*What you should do*
Please quote, word for word, the data from the line holding "For each <instance> block, write" through the line holding "box: [604, 440, 660, 533]", both lines included.
====
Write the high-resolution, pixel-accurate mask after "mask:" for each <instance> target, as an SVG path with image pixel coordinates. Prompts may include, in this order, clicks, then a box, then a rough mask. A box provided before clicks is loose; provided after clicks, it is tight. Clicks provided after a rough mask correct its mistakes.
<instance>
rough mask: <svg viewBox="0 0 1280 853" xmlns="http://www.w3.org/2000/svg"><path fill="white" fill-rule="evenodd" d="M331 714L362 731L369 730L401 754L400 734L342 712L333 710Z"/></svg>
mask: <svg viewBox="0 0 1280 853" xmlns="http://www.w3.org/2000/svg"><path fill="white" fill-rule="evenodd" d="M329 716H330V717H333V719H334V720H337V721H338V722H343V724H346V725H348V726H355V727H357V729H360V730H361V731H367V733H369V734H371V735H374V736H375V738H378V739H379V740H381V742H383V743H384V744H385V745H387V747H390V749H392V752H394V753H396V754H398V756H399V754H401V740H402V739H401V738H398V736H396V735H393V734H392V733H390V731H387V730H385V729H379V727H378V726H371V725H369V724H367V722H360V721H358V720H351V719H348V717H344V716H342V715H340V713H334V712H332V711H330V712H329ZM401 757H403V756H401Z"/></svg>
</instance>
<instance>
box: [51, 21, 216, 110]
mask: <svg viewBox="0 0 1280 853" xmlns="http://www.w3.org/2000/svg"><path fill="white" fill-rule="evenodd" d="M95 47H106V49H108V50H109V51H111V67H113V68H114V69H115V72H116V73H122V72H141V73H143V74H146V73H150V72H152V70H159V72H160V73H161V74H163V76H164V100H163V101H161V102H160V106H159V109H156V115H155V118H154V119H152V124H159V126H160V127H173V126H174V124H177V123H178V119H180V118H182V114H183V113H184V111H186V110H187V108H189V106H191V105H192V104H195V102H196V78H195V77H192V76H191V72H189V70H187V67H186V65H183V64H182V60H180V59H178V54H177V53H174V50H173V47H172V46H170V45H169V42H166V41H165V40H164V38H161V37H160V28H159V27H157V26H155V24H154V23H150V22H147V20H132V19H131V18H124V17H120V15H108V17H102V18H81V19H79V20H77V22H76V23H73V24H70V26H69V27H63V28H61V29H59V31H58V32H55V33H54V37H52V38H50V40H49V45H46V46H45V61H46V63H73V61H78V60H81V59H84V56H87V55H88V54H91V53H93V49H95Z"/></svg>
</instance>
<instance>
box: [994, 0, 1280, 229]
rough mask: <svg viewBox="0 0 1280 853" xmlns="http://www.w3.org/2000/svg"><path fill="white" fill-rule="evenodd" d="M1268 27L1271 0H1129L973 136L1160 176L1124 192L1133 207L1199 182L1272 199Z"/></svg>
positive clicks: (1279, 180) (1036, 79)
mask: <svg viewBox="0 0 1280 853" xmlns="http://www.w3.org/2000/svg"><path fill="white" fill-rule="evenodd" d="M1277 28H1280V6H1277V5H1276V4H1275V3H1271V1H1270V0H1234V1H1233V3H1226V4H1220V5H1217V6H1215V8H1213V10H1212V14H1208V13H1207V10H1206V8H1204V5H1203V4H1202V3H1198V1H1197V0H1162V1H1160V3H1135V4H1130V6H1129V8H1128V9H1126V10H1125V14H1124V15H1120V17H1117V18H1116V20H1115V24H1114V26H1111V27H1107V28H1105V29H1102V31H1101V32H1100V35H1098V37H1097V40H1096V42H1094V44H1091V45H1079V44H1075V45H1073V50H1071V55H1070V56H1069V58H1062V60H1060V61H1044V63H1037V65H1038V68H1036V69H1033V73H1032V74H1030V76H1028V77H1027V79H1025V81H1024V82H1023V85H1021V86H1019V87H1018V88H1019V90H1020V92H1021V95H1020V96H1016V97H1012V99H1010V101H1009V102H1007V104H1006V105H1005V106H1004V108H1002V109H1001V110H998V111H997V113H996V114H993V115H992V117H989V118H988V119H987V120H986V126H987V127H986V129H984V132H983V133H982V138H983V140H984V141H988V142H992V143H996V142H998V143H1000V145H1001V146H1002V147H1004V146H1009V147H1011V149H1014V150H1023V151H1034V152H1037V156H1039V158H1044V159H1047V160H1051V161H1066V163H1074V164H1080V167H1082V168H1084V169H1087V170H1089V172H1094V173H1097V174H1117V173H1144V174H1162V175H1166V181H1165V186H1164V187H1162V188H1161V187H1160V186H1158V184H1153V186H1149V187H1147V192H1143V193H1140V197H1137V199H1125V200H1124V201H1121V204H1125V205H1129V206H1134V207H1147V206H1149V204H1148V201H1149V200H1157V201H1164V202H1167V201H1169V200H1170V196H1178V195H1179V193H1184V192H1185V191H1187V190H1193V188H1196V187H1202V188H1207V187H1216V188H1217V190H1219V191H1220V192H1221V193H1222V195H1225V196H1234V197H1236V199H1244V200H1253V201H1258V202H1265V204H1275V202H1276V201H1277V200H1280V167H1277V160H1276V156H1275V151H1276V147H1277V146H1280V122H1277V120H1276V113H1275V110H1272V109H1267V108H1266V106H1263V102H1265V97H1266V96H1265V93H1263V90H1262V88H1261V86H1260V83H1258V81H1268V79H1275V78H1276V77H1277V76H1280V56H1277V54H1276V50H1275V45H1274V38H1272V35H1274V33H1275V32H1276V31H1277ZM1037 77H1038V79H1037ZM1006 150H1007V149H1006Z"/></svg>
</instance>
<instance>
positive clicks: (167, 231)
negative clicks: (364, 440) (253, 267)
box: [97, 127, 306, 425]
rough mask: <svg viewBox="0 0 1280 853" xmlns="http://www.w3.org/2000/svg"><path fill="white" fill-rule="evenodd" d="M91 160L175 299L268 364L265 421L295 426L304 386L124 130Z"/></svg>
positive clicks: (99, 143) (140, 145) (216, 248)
====
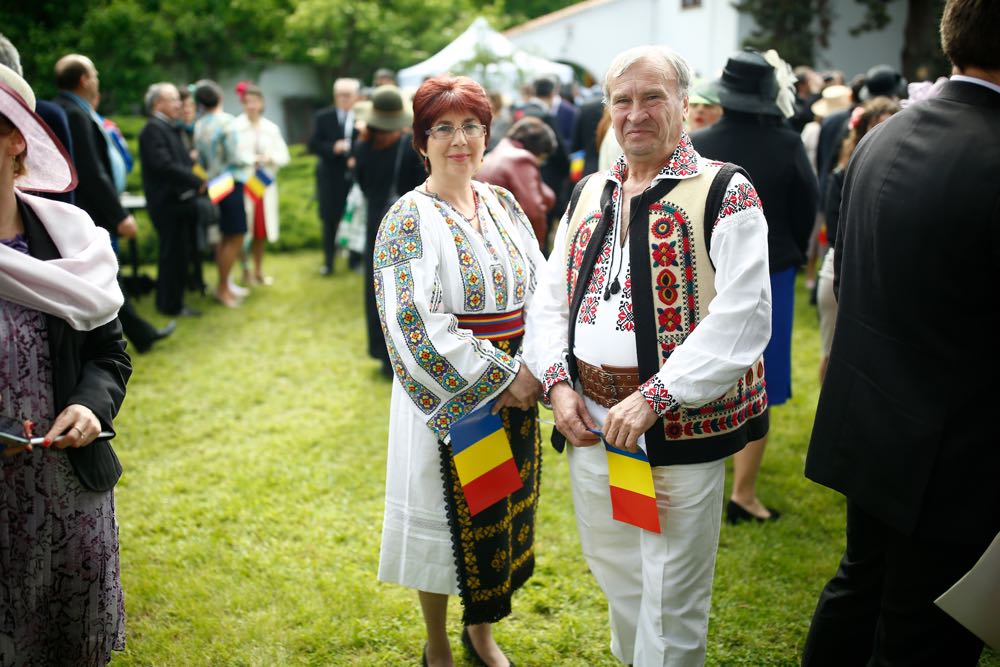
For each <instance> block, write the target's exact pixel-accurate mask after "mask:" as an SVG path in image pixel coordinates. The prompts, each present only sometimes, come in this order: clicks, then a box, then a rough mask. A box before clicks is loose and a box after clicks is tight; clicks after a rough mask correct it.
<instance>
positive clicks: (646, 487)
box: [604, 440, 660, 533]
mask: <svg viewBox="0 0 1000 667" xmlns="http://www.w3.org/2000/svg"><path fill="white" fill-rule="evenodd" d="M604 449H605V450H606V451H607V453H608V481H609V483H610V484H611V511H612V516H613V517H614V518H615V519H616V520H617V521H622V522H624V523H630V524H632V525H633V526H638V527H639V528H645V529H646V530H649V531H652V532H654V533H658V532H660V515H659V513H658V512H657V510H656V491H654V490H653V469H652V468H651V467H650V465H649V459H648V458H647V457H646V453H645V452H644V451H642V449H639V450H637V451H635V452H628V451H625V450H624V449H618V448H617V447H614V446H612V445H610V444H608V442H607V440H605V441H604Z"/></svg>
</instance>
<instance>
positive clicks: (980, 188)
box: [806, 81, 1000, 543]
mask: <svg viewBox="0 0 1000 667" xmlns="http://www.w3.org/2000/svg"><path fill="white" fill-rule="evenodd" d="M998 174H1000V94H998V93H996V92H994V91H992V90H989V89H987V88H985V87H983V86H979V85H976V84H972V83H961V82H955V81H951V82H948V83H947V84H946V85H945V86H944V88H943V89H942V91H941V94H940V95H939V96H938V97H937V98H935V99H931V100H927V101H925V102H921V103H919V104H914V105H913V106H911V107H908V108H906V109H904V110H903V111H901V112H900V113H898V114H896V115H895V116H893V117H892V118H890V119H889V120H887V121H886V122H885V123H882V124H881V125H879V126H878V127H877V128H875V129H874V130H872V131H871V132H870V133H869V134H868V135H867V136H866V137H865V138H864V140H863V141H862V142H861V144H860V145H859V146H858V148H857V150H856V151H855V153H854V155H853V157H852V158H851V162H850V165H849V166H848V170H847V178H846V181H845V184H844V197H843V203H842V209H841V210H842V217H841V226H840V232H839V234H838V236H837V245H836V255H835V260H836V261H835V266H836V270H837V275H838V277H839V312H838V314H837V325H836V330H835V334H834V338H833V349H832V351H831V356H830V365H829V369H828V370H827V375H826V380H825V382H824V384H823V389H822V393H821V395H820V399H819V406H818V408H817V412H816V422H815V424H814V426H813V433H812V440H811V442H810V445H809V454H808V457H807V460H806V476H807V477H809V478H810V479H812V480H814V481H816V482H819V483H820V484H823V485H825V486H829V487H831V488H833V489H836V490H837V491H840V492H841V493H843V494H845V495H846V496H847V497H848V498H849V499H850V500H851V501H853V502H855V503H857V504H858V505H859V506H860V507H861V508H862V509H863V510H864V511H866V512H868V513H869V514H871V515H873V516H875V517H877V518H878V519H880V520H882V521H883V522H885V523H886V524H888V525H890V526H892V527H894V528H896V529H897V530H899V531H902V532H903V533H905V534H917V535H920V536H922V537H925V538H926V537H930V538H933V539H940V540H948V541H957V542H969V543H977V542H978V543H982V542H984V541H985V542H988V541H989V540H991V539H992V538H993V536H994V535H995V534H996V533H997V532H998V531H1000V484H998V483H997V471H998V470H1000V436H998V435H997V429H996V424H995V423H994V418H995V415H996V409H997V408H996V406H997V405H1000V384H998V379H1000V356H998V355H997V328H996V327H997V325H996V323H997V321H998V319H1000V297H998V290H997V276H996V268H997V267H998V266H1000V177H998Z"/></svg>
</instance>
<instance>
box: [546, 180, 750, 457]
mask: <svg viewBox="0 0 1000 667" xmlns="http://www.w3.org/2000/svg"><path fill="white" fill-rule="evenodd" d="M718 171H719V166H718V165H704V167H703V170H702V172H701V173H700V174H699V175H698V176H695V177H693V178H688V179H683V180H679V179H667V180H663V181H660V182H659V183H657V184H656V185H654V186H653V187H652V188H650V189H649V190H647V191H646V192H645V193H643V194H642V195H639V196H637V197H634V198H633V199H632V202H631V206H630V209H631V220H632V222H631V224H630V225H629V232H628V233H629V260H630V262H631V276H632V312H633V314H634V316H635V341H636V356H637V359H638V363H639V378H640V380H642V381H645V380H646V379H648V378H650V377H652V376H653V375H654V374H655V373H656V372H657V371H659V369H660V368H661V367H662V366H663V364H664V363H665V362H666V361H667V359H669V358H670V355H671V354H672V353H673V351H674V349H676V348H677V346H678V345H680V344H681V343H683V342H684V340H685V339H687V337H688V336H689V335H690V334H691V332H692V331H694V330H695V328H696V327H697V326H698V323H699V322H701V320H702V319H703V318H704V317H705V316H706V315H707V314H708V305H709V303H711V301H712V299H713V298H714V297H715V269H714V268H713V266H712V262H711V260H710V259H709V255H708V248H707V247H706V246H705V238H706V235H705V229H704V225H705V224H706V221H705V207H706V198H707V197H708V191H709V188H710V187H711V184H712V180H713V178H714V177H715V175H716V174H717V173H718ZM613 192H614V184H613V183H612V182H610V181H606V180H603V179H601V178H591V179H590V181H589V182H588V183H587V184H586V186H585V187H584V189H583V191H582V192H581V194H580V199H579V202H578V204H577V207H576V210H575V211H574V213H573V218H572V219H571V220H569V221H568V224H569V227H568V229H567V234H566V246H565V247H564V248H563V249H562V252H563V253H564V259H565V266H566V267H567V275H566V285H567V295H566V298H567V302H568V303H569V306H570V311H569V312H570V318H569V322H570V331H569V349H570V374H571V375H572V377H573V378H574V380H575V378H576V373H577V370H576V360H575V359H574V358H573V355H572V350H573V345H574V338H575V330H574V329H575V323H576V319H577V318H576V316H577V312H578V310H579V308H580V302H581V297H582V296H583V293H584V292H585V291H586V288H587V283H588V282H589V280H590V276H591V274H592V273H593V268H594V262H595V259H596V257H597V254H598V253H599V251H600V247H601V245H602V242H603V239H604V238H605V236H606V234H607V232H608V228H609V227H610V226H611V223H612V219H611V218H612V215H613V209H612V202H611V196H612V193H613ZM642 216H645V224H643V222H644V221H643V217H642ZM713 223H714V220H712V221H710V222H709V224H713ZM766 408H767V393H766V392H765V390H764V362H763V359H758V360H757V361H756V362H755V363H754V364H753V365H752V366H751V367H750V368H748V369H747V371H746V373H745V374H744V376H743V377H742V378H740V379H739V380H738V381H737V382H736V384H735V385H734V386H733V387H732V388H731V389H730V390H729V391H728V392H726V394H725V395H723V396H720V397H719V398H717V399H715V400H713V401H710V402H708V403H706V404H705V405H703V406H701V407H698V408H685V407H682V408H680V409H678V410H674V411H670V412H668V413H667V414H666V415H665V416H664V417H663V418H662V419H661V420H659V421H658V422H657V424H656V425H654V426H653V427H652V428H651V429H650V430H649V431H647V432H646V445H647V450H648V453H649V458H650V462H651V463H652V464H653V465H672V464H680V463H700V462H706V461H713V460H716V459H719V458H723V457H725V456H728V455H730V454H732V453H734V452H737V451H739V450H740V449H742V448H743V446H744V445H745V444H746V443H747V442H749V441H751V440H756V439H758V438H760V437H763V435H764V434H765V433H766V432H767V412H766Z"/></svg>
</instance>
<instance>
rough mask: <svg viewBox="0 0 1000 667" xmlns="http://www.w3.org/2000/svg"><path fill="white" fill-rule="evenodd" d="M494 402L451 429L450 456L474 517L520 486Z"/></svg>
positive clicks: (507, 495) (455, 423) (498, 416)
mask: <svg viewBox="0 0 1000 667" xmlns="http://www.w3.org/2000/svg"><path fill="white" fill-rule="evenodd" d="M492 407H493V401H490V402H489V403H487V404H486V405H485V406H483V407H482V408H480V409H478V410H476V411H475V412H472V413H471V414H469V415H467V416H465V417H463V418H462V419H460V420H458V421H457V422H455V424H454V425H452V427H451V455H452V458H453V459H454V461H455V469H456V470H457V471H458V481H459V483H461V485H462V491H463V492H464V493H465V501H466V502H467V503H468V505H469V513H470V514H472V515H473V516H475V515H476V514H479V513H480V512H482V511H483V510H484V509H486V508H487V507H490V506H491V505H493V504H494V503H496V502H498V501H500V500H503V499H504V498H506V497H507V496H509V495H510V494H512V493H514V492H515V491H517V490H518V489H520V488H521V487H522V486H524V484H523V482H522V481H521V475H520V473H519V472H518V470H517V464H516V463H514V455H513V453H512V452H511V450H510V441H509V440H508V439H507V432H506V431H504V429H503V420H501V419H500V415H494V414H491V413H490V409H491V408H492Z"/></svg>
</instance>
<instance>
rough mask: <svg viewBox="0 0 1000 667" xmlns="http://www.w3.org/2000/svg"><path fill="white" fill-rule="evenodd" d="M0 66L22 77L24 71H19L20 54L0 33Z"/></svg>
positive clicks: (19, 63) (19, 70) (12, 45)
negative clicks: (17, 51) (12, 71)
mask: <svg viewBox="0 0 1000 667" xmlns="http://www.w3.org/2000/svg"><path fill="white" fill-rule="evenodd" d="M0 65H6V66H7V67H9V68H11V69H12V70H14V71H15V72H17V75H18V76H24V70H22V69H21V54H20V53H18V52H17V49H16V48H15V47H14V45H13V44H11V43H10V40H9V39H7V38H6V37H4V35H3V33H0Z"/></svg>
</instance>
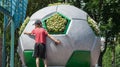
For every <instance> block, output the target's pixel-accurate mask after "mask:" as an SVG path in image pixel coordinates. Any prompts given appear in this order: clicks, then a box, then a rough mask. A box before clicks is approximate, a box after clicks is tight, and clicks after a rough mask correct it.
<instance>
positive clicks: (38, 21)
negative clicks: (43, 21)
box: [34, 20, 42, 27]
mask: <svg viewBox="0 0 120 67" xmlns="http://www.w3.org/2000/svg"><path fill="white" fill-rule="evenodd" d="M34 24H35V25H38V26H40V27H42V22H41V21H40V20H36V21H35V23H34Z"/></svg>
====
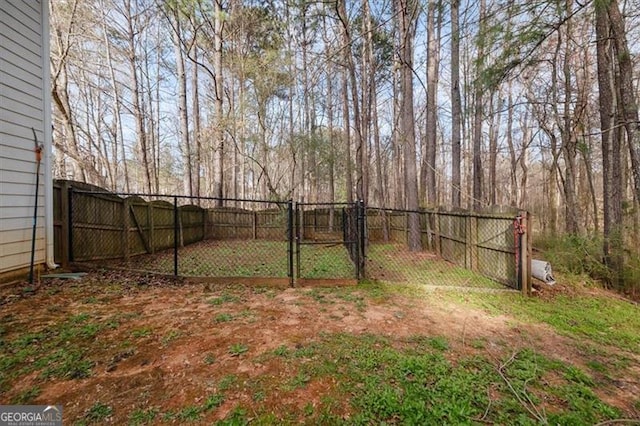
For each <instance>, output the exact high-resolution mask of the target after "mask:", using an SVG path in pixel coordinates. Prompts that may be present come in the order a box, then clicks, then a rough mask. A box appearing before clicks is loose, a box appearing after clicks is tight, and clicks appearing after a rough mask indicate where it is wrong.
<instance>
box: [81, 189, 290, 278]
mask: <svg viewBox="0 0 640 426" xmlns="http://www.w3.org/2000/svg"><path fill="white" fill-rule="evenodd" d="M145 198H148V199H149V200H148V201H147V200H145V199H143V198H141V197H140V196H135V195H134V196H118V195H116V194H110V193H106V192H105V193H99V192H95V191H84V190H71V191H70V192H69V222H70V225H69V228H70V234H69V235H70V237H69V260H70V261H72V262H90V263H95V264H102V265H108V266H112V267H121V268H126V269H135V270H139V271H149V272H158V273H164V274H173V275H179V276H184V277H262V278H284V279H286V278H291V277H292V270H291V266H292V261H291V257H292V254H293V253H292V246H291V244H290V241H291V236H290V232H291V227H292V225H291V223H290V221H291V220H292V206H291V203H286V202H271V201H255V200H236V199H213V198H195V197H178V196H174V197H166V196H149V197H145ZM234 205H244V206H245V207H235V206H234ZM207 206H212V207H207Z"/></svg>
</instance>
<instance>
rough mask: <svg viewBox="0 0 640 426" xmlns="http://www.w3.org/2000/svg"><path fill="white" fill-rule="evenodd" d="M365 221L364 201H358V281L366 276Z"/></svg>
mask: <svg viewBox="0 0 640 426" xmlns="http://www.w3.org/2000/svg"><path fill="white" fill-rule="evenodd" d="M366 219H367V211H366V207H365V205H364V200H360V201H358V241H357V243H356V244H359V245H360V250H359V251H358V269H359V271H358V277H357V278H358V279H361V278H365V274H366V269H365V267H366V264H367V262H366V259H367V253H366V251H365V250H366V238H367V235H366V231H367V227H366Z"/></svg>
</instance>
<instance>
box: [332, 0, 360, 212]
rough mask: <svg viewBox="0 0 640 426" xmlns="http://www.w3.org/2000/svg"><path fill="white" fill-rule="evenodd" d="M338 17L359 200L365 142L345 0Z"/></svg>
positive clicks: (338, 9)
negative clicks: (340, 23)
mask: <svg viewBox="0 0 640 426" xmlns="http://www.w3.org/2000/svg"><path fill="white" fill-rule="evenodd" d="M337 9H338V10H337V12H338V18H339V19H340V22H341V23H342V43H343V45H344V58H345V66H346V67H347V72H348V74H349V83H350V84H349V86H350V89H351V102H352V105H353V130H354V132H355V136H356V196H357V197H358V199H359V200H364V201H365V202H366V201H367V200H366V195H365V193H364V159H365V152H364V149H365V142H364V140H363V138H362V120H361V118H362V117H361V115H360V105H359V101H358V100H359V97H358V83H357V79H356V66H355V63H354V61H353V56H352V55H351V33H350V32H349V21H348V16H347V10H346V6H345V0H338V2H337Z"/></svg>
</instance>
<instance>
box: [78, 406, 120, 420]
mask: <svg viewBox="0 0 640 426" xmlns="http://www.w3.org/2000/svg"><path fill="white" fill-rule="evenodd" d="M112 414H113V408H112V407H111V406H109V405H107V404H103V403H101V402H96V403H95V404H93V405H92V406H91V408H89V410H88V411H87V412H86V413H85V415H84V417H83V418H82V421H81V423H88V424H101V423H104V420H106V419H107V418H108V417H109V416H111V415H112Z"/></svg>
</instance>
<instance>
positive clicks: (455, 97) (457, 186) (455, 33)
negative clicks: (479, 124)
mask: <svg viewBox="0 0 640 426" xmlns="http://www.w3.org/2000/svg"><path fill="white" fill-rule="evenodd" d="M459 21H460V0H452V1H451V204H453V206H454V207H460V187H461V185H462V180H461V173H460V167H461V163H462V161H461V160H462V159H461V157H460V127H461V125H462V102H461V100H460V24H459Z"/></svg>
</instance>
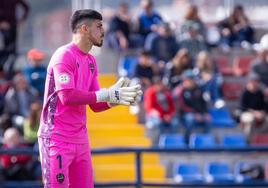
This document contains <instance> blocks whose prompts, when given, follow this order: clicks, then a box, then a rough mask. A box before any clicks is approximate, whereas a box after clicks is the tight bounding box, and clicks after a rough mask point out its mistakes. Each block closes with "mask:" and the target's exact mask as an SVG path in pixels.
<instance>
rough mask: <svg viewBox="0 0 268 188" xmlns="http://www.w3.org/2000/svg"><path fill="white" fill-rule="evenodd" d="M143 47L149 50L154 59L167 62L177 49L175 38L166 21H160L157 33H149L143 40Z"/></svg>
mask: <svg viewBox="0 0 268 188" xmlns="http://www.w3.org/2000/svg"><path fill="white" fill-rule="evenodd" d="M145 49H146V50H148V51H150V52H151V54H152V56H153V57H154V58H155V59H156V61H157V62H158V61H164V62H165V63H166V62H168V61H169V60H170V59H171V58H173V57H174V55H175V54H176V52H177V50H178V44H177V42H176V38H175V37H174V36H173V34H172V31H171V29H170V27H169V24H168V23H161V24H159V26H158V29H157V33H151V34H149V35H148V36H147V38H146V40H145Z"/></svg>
====
*Response area*
For each <instance> block, write the target's exact pixel-accurate mask after "mask:" as an SVG path in image pixel coordinates. The prompts, each present only sometimes, come in this order: clicks, then a box, then a rough mask. A box before clicks is loose and a box after clicks is tight; clicks after a rough mask correct it.
<instance>
positive clicks: (646, 487)
box: [604, 440, 660, 533]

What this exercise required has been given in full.